Document →
--- Begin ---
Given all of this, it’s not entirely surprising that parents have been clamoring for decades for other options, whether that might be sending their children to a private or parochial school, or lobbying their local politicians for things like vouchers and charter schools, or even making the commitment to home school their children. Parents can see when their children are being cheated out of a good education, and they want alternatives. The real benefit of alternatives, though, is that they have the potential of actually making public schools better by forcing them to compete or students, and dollars, with other educational alternatives.

Or, at least that’s how it’s supposed to work.  As Mead points out, the way that many school systems seem to be reacting to this recent drop-off in enrollment makes no sense whatsoever:

[T]he bureaucracies want to respond by cutting services rather than administrative bloat and high overhead.Via Meadia suggestion: Try reinventing management as a way of saving money before cutting services. Don’t cut foreign language teachers and art class; cut cumbersome work rules, sweetheart purchase agreements, and thin out the layers of patronage appointees who divert resources away from teaching into paper pushing.

That’s a lot to ask of bueraucrats, politicians, and people wedded to the fading image of what public education used to be. However, it’s the proper response to a changing environment and I suspect that those systems that respond properly will succeed while the ones that ignore it will continue to fail and continue to face increased pressure from parents for the right to be able to send their children to institutions that will actually give them the education they’re entitled to.

FILED UNDER: Education, Environment, US Politics, , , , , , , , , , , , , , ,
Doug Mataconis
About Doug Mataconis
Doug Mataconis held a B.A. in Political Science from Rutgers University and J.D. from George Mason University School of Law. He joined the staff of OTB in May 2010 and contributed a staggering 16,483 posts before his retirement in January 2020. He passed far too young in July 2021.

Comments

  1. As you quote, the paragraphs before “but some say the schools are partly to blame” were:

    While large districts lost students in the 1970s as middle class families left big cities for the suburbs, districts are losing students now for a variety of reasons. The economy and home foreclosure crisis drove some families from one school system into another. Hundreds of children from immigrant families have left districts in Arizona and California as their parents have lost jobs. Legal crackdowns have also prompted many families to return to their home countries.

    In some cases, the collapse of housing prices has led homeowners to stay put, making it difficult for new families — and new prospective students — to move in and take their place.

    Those do seem like fairly straightforward causes.

    And for policy discussions I think I’d prefer wider state-wide, regional, or even national trends.

  2. Tsar Nicholas says:

    Enrollment Drops In Nation’s Largest School Districts, Educators Still Wedded To The Past

    I love that headline. What’s amazing about it, and terribly ironic, is that you can juxtapose the same concept to all sorts of left-wing fantasies, absurdities and failures.
--- End ---
Set task 1 →
According to the commentary on school enrollment, why have parents been clamoring for decades for other options? Answer in one to three sentences.
The commentary on school enrollment and the records are unrelated to each other.

Given records →
--- Begin ---
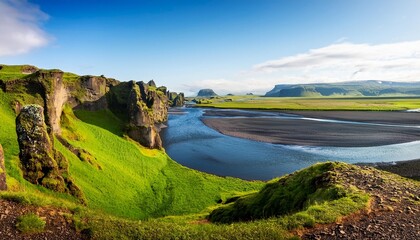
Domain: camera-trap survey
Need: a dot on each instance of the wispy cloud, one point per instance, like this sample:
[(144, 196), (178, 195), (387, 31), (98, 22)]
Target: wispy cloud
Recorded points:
[(20, 27), (341, 61)]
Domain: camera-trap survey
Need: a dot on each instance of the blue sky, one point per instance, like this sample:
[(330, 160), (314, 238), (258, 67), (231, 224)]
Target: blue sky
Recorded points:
[(233, 46)]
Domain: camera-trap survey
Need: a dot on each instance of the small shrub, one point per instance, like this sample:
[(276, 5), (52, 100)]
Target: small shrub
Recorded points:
[(30, 223)]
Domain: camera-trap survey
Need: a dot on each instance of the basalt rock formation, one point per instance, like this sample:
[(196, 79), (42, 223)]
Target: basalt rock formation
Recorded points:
[(176, 100), (41, 163), (206, 93), (143, 106), (3, 185)]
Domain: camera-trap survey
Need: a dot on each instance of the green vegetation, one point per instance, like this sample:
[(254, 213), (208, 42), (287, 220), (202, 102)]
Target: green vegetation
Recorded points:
[(30, 223), (133, 192), (312, 195), (10, 72), (369, 88), (152, 185), (347, 104)]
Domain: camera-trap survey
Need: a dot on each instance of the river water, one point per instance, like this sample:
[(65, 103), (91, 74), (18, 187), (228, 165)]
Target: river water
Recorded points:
[(191, 143)]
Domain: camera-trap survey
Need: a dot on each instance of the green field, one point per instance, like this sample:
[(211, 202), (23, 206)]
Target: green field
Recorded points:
[(321, 104), (133, 192)]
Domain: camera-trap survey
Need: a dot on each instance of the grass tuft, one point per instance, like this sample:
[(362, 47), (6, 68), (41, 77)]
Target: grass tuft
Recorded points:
[(30, 223)]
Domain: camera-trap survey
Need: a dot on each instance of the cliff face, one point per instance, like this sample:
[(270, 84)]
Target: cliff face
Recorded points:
[(3, 185), (143, 106), (41, 163), (176, 100), (206, 93)]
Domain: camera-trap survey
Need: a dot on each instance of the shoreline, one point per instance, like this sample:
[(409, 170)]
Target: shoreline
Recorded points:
[(264, 127), (408, 169)]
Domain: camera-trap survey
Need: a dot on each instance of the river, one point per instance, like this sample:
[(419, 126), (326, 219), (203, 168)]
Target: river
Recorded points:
[(191, 143)]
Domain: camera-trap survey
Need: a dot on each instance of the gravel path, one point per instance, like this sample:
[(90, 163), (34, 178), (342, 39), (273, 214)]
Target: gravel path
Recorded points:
[(394, 212), (57, 226)]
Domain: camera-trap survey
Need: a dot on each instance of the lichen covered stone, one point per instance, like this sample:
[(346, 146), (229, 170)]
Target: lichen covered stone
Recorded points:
[(40, 162), (3, 185)]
--- End ---
Set task 2 →
Find each line in the records that contains the word "grass", and copy those lines out.

Problem solution 1 →
Parents can see when their children are being cheated out of a good education, and they want alternatives. Those alternatives include private or parochial schools, vouchers and charter schools, and home schooling.

Problem solution 2 →
Need: a dot on each instance of the grass tuft, one point per instance, like this sample:
Target: grass tuft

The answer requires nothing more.